━━━ Texto de partida

Tenía curiosidad por saber de qué iba ese falso reality que deja a un pueblo sin mujeres durante una semana, azuzando a los very machos para que saquen su lado femenino y se las apañen solos.
Por si alguien está (o estaba) en la inopia como yo, el invento consiste en que un pueblo en mitad de la nada en Carolina del Sur, lleno de casitas blancas tipo picket fences, mete a todas sus mujeres mayores de 18 años en un tren y las factura hacia un resort mientras sus aguerridos consortes se quedan a cargo de niños, hogares y negocios.
El truco está en que se trata de un lugar en el que ellos hacen cosas "de hombres" y ellas "de mujeres", salvo las divorciadas, que llevan una vida de pena intentando sacar a flote negocios de dudosa viabilidad. Lógicamente, aquí los varones poco saben de preparar comidas y cuidar churumbeles, tareas a las que no han mirado ni de reojo no vaya a ser que se les pegara algo. Como también resulta obvio, los primeros días son un remix de desorden a tutiplén, mocos colgando, niños maleducados tocando bastante las narices y adolescentes malcriados haciendo el vago. También hay algún muchachote veintañero con ganas manifiestas de frotarse con cada farola que se encuentre, pero esto solo parece anecdótico. Tal vez lo más peculiar es que una suegra, antes de partir, le encarga a su yerno que organice un concurso de belleza para las niñas del pueblo, que ya se sabe que en la América profunda se estila mucho esto de vestir a las más pequeñas como cabareteras. Y ahí el hombre fibrila un montón y no duda en pedir ayuda a sus colegas, que afrontan la tarea como si tuvieran que defender a su país de una invasión alienígena con la única ayuda de un cucurucho de helado y papel higiénico.

━━━━━━

» Tareas pendientes:
A) Transcribe sin ningún cambio todas las entradas de detección de objetos.
B) Prosigue el texto sobre el reality del pueblo sin mujeres a partir de su última oración.
El texto y las entradas no guardan ninguna relación entre sí.

━━━ Material de entrada

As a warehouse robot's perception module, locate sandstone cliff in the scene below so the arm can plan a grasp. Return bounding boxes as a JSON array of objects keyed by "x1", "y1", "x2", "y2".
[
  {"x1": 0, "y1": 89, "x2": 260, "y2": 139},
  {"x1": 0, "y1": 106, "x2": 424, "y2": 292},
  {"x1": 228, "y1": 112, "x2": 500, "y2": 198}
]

━━━━━━

» Resultados esperados:
A)
As a warehouse robot's perception module, locate sandstone cliff in the scene below so the arm can plan a grasp. Return bounding boxes as a JSON array of objects keyed by "x1", "y1", "x2", "y2".
[
  {"x1": 0, "y1": 89, "x2": 260, "y2": 139},
  {"x1": 0, "y1": 106, "x2": 424, "y2": 292},
  {"x1": 228, "y1": 112, "x2": 500, "y2": 198}
]

B)
Y me van a perdonar los creadores de este reality más falso que un billete de dos euros, pero ahí lo dejé porque ni me interesaban nada ellos ni mucho menos ellas, sus usos y costumbres. Tal vez la que más, una niña de 14 años, obligada a llevar las riendas del restaurante/floristería (?) de su madre, tarea que afronta con un gran sentido común y envidiable responsabilidad. Ya me gustaría ver al tipo del concurso de belleza poniendo orden en un recinto ocupado por trabajadores de color, de dos metros de ancho por dos de alto, sin levantar la voz ni perder el oremus.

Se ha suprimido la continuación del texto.